> [Provided material]

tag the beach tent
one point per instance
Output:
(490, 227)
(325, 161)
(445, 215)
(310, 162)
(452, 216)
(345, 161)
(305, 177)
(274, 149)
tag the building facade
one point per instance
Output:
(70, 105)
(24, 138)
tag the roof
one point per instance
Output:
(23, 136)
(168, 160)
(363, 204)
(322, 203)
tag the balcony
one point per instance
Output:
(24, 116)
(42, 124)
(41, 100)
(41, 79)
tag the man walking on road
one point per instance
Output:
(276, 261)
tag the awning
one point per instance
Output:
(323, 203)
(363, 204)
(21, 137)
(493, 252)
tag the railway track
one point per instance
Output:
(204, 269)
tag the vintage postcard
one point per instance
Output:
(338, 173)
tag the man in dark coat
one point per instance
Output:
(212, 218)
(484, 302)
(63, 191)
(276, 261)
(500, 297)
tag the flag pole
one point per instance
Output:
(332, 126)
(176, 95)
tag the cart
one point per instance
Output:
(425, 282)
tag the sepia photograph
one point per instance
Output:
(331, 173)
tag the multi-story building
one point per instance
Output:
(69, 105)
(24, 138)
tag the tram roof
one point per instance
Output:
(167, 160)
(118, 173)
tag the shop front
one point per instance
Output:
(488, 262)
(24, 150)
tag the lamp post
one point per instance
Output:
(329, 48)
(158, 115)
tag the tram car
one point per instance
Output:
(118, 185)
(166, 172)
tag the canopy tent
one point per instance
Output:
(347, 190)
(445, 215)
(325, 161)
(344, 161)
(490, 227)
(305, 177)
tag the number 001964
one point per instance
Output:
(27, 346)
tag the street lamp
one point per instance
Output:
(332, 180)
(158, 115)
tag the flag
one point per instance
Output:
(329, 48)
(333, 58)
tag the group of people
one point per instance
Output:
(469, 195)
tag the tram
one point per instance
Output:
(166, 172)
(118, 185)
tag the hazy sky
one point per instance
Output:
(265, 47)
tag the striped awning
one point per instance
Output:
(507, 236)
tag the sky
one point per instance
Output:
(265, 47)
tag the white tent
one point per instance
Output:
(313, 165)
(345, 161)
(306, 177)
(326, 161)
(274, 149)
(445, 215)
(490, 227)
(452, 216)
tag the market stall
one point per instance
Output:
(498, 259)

> [What you should do]
Repeat the listing exactly, keeping every word in place.

> [Your solution]
tag the beach tent
one point per instance
Output:
(490, 227)
(325, 161)
(445, 215)
(310, 162)
(452, 216)
(345, 161)
(305, 177)
(274, 149)
tag the building facade
one point per instance
Output:
(70, 105)
(24, 138)
tag the roof
one point per instance
Output:
(23, 136)
(168, 160)
(363, 204)
(322, 203)
tag the balcony
one point per instance
Output:
(24, 116)
(42, 124)
(41, 100)
(41, 79)
tag the man walking on road
one point per instance
Output:
(276, 261)
tag the awning
one point per instance
Output:
(323, 203)
(363, 204)
(21, 137)
(493, 252)
tag the railway track
one point per instance
Output:
(204, 269)
tag the vintage postcard
one point per instance
Output:
(338, 173)
tag the man in dark coat
one point per instance
Output:
(212, 218)
(484, 302)
(63, 191)
(276, 261)
(500, 297)
tag the flag pole
one point per instance
Output:
(332, 126)
(176, 95)
tag the cart
one point per instance
Output:
(425, 282)
tag the sepia photograph
one point per instance
Output:
(331, 173)
tag the multi-story building
one point per instance
Output:
(69, 105)
(24, 138)
tag the tram roof
one point per instance
Output:
(167, 160)
(118, 173)
tag the shop front
one point per instance
Output:
(488, 262)
(24, 150)
tag the lamp post
one point per instance
Output:
(329, 48)
(158, 115)
tag the tram car
one point per instance
Output:
(118, 185)
(166, 172)
tag the canopy tent
one point per instance
Output:
(347, 190)
(445, 215)
(325, 161)
(344, 161)
(490, 227)
(305, 177)
tag the number 001964
one point per instance
Output:
(27, 346)
tag the street lamp
one point per instance
Output:
(332, 180)
(158, 115)
tag the flag
one point per instance
Output:
(329, 48)
(333, 58)
tag the group of people
one point per instance
Output:
(469, 195)
tag the tram
one point per instance
Output:
(166, 172)
(118, 185)
tag the hazy sky
one point per instance
Output:
(265, 47)
tag the striped awning
one point per instance
Output:
(507, 236)
tag the sky
one point per instance
Output:
(265, 47)
tag the white tent
one point per instance
Output:
(313, 165)
(345, 161)
(306, 177)
(326, 161)
(274, 149)
(445, 215)
(490, 227)
(452, 216)
tag the market stall
one point per instance
Output:
(498, 259)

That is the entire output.